Separating blood into components means a single donation can help multiple patients, and you only receive what your body actually needs.
How Blood Matching Works
Before any transfusion, your blood type is checked and cross-matched against the donor blood. This process involves three tests. The major crossmatch is the most important: it mixes your serum with the donor’s red blood cells to check for a reaction. The minor crossmatch does the reverse, testing donor serum against your red blood cells. A third test, called an autocontrol, checks your own serum against your own red blood cells to rule out any underlying issues. If any of these tests show clumping or destruction of cells, that donor blood isn’t compatible.
Getting the wrong blood type is one of the most dangerous things that can happen during a transfusion, which is why hospitals use multiple verification steps, including checking your identity band and confirming your blood type at the bedside before starting.
What to Expect During the Procedure
A nurse or technician will insert an IV line, usually in your arm. Once the blood product is released from the blood bank, the transfusion must begin within 20 to 30 minutes and be completed within four hours. Most single-unit transfusions take two to four hours.
Your vital signs will be recorded before the transfusion starts, then checked 15 minutes in, every hour during the process, and again when it’s finished. Small fluctuations are normal: your temperature might shift by half a degree, your heart rate by about 10 beats per minute, or your blood pressure by up to 20 mmHg. Anything beyond that range gets flagged for evaluation.

══════════

● **What you need to do**: Reproduce everything in the blood transfusion text from "Getting the wrong" down to "bedside before starting.".

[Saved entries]
══════════

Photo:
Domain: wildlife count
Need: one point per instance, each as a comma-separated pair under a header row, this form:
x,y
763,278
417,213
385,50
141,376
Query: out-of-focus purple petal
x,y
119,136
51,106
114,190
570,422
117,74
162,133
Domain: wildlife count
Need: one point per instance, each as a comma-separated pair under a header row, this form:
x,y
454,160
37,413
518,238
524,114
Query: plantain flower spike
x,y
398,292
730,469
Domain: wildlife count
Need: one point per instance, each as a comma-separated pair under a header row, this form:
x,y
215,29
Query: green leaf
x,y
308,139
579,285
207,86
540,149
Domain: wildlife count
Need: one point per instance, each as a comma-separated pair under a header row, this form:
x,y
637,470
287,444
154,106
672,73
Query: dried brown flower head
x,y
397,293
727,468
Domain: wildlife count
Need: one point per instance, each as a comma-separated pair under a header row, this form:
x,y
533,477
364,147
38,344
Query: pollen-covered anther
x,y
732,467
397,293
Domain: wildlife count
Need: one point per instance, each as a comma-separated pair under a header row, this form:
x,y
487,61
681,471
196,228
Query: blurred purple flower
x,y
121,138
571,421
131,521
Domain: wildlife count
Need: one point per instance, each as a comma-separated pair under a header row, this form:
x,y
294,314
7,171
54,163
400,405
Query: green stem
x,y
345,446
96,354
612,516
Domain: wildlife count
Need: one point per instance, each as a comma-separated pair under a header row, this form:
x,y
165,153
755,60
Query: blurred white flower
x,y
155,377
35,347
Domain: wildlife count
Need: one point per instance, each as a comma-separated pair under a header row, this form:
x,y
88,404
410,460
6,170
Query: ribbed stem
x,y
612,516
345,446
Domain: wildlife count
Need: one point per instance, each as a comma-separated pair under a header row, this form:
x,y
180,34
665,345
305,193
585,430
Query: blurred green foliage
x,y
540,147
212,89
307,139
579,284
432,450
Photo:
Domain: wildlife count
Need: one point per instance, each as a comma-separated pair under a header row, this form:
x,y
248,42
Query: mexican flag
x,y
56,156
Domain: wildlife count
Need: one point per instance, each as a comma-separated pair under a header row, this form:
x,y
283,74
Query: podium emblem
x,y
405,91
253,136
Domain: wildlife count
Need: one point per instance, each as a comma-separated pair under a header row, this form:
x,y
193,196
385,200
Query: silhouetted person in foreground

══════════

● **Expected answer**:
Getting the wrong blood type is one of the most dangerous things that can happen during a transfusion, which is why hospitals use multiple verification steps, including checking your identity band and confirming your blood type at the bedside before starting.